-------- 所给摘录

根据中信证券花费2个月时间拆解Model 3的发现,特斯拉在自动驾驶芯片、4680大模组电池等核心零部件,以及车身一体压铸等方面,均掌握了核心技术。
这让特斯拉和它的多数竞争对手完全不同——后者需要通过英伟达、高通等芯片巨头采购芯片,甚至还要购买第三方技术公司的自动驾驶系统。
规模效应也推动了成本降低——特斯拉已经在全球累计生产了超过300万辆汽车,其中上海超级工厂生产了超100万辆。
申万宏源证券研究显示,2018年Q1特斯拉的毛利率是-2.0%,到Q3变成了17.6%,原因就在于产能爬坡后摊销成本降低。
与特斯拉形成规模效应相对应的是,“蔚小理”在去年才累计交付10万台,目前还都处于赔钱卖车阶段。
另外,特斯拉的商业模式也与大多数车企有显著区别。特斯拉的运营策略,重点不是硬件赚钱。

----------------

[任务目标]:
• A. 根据特斯拉摘录,申万宏源证券研究显示2018年Q3特斯拉的毛利率是多少?
• B. 请从特斯拉摘录的最后一句之后接着往下写。

-------- 数据列表

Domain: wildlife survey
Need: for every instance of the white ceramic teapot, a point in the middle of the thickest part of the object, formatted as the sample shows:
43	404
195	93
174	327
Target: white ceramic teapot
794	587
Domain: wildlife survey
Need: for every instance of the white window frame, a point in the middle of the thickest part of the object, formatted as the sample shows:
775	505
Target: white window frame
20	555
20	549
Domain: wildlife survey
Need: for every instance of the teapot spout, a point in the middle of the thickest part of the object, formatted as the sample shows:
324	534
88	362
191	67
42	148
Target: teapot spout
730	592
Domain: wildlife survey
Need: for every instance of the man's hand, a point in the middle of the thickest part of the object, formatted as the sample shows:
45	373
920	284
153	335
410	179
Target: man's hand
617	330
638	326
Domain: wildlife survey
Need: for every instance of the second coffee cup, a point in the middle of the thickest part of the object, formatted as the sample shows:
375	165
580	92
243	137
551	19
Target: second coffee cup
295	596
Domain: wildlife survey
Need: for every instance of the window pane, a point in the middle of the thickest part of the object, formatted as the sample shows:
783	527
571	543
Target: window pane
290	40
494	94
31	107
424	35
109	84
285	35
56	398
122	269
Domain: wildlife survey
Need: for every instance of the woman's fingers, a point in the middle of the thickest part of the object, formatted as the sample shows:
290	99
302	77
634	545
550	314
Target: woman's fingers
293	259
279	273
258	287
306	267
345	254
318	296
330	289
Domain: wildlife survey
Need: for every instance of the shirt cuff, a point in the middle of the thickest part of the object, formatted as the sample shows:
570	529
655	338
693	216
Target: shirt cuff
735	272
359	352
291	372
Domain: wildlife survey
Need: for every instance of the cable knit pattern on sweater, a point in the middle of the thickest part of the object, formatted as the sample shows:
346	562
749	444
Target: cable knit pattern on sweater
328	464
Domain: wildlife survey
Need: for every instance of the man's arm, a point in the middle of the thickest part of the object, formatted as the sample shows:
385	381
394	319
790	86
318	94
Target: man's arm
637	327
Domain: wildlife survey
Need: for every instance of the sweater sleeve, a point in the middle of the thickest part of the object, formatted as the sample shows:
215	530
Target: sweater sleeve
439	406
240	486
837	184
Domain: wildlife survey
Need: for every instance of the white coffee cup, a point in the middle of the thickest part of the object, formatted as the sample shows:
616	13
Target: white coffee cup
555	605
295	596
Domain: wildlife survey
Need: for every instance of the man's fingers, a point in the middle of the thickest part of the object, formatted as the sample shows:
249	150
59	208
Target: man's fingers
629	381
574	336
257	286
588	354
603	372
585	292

----------------

[各题答案]:
• A. 17.6%。

• B.
特斯拉在2015年推出了FSD系统(完全自动驾驶系统),当时定价为2500美元,经历了多次涨价后,目前价格为1.5万美元(北美地区)。
但马斯克认为,FSD系统的价格依然“低得离谱”,并称其可能会涨到10万美元。
特斯拉2021年财报显示,包括自动驾驶软件在内的业务实现营收超过38亿美元。
摩根士丹利分析师去年发布的一份报告认为,到本世纪20年代末,特斯拉卖软件的收入将会超过卖车等硬件业务的收入。
在新造车企业里,小鹏、理想等品牌的智能驾驶系统,一般都是免费提供给用户使用,这让其无法获得用户订阅带来的收益。
供职于“造车新势力”的张明表示,比亚迪也搞零部件垂直整合,对供应商议价能力也有,车子销量也不错,但毛利率不高(上半年13.5%),“盈利模式很大程度上依然停留在卖车层面”。
降本都是“抠”出来的
特斯拉和其他车企的不同之处还在于从不打广告。
公开资料显示,今年1月-7月,全球汽车广告业务支出为48亿美元,这中间特斯拉没有花1分钱。
相反,丰田等车企巨头都花费了不菲的单车广告费用。
马斯克称,打广告就是搞营销,而他更愿意把钱投入产品研发中。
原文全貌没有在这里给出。